[WHAT YOU HAVE TO DO] Write out the passage on the One Spark festival schedule from "But the schedule" to "again in 2016.", word for word.

When the change from six days to three was announced Monday, One Spark board Chair Peter Rummell described taking a day to set up a booth or display and then presenting their product 10 or more hours a day for five days was “a killer experience.”

Merchants say less One Spark could turn out to be an improvement.

“I’m glad they are cutting it to three days. It was exhausting last year,” said Jennifer O’Donnell, manager of Chamblin’s Uptown Café and Bookstore.

“Three days of One Spark is like six Art Walks,” she said, referring to the four-hour art festival staged Downtown the first Wednesday of each month.

Chamblin’s was a venue for the first three years of One Spark and will be back on the list for 2016.

The crowd grew each year and so did food and beverage sales at the vegetarian and vegan café.

But the schedule last year was grueling.

“We worked 70 hours in five days,” O’Donnell said. “We were exhausted.”

At the other end of Laura Street, the Jacksonville Landing and many of its merchants provided venue space for the festival’s first three years and will again in 2016.

General Manager Janice Lowe said the Landing hosts about 50 festival events presented by a variety of organizations each year, so she understands why One Spark made the decision to downsize.

“It’s not easy and it costs a lot of money to put on a festival,” she said.

[PROVIDED MATERIAL]
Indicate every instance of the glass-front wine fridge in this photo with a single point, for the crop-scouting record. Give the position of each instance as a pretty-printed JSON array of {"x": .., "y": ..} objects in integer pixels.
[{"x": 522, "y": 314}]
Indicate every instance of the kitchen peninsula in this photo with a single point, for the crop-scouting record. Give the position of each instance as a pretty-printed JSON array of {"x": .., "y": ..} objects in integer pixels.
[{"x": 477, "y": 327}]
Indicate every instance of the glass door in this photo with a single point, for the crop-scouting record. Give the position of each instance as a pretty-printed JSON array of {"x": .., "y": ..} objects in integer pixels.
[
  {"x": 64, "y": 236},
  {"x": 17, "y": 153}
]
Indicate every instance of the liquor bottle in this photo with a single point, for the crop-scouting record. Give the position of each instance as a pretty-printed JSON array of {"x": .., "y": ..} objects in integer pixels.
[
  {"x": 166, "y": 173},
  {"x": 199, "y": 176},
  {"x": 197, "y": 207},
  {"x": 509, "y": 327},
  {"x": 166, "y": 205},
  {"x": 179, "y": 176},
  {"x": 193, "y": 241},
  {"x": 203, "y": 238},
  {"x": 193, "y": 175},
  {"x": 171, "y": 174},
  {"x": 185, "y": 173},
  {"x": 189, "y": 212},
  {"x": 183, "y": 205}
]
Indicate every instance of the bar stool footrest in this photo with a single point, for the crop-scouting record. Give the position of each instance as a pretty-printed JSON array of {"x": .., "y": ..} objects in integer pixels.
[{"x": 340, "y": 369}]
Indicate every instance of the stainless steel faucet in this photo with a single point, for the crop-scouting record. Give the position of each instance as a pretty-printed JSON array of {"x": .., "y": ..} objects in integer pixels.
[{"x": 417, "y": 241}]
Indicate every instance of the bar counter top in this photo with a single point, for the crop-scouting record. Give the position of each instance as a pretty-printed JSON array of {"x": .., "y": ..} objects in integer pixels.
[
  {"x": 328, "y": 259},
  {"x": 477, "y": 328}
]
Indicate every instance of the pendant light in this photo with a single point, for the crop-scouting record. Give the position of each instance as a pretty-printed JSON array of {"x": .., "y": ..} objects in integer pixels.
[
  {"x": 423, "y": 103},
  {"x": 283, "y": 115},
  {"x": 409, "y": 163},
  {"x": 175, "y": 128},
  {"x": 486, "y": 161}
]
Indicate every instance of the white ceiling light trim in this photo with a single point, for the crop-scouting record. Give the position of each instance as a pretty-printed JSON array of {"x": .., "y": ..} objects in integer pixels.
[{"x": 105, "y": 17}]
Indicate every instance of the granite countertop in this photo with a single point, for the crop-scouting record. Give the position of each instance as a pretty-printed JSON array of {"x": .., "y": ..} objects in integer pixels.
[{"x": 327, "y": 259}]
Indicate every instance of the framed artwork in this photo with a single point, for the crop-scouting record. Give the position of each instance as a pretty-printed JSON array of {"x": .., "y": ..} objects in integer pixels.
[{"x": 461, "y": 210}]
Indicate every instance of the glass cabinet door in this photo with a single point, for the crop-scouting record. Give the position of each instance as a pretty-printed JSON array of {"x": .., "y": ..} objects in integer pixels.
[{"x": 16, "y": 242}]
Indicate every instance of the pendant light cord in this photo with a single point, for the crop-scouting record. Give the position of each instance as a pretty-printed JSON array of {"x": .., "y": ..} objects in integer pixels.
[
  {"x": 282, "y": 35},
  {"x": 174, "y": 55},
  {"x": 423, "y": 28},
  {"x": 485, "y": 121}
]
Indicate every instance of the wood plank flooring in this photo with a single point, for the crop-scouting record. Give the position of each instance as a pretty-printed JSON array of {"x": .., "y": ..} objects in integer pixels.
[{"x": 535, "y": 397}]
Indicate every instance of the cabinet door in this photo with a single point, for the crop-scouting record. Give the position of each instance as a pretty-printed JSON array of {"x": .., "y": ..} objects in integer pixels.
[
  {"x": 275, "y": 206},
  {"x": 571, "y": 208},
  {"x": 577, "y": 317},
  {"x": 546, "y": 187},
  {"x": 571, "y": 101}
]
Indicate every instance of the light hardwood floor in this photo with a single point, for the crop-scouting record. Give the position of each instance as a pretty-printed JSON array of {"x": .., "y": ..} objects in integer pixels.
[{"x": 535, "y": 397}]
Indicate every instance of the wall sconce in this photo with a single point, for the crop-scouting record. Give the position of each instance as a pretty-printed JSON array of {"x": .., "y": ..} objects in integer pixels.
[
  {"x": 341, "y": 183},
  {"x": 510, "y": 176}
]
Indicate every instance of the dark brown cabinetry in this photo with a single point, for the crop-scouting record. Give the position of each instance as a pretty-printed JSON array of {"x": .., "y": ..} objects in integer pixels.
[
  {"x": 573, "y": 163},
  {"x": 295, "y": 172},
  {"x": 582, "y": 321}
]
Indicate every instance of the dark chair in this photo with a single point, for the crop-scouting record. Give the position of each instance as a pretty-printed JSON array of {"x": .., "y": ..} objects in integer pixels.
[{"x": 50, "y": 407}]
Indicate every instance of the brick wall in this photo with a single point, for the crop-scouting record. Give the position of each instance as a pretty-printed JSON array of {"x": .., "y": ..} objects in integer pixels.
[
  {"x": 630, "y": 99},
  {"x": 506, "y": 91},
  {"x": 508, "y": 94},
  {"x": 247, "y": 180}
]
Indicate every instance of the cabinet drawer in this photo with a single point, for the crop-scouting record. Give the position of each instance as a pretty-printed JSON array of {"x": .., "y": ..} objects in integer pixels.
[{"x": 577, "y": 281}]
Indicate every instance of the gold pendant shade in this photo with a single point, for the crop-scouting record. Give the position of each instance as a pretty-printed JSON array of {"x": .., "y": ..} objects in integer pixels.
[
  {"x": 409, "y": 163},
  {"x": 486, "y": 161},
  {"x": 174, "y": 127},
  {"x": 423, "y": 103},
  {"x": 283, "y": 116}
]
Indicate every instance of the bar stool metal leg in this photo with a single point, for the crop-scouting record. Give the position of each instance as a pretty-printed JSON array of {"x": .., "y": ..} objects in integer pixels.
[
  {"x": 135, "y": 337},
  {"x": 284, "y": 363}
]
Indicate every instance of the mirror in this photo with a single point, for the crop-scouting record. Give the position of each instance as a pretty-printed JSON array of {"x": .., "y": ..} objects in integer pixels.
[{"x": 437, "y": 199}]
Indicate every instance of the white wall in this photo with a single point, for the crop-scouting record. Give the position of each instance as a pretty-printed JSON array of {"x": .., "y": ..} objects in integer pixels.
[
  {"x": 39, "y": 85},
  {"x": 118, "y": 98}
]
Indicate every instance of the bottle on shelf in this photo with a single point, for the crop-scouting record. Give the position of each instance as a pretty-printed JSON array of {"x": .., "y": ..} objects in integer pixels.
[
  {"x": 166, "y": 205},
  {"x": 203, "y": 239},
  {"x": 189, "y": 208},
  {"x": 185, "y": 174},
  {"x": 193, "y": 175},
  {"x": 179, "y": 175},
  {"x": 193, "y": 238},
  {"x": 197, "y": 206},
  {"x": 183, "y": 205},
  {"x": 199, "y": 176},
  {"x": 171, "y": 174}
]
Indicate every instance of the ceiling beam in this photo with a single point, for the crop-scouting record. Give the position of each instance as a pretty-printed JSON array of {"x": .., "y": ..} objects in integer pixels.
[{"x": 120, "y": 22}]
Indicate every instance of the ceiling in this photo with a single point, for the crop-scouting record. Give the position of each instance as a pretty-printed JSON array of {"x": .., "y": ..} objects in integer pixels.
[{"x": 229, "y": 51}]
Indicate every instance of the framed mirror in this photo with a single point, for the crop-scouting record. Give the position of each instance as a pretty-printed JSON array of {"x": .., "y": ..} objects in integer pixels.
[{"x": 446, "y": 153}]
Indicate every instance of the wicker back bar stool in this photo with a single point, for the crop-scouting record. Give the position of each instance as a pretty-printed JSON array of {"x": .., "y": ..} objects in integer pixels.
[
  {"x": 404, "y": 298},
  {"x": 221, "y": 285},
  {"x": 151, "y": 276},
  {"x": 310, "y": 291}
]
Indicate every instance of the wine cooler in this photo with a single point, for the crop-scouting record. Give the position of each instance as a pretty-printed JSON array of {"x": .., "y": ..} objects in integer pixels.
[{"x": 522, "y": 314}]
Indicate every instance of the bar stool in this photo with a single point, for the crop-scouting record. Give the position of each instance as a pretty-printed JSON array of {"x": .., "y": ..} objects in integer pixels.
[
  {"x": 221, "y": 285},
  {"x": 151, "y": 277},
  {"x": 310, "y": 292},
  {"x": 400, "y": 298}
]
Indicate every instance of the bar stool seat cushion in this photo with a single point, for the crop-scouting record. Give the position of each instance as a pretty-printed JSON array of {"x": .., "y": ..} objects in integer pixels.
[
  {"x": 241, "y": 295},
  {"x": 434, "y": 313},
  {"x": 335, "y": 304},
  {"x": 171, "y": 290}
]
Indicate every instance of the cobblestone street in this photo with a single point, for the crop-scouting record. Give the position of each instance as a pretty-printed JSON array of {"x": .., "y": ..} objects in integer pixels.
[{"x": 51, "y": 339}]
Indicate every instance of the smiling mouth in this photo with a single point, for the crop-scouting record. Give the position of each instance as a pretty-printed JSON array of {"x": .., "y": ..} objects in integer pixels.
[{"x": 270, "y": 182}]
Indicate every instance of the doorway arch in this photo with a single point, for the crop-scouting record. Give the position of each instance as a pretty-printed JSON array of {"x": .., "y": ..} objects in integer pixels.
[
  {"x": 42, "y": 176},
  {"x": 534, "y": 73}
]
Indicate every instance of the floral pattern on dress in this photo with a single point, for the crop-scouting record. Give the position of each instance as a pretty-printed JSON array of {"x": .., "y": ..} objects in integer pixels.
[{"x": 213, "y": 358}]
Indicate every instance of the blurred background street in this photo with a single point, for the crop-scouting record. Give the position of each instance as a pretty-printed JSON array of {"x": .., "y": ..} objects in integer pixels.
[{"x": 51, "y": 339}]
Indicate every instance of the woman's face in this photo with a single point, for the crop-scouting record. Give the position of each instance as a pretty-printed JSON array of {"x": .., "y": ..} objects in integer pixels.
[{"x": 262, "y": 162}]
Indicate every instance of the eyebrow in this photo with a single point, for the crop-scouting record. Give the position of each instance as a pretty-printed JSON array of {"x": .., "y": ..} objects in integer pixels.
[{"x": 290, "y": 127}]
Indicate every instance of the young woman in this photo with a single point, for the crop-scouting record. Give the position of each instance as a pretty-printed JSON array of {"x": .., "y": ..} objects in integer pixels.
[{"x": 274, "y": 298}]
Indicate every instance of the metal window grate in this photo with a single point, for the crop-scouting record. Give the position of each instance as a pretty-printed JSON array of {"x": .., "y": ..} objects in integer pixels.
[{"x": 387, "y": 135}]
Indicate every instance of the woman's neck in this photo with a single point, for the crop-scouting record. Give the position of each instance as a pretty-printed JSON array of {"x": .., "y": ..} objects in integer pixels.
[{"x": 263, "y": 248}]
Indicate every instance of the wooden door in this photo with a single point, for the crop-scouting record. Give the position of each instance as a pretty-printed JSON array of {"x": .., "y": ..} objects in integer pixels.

[PROBLEM SOLUTION]
But the schedule last year was grueling.

“We worked 70 hours in five days,” O’Donnell said. “We were exhausted.”

At the other end of Laura Street, the Jacksonville Landing and many of its merchants provided venue space for the festival’s first three years and will again in 2016.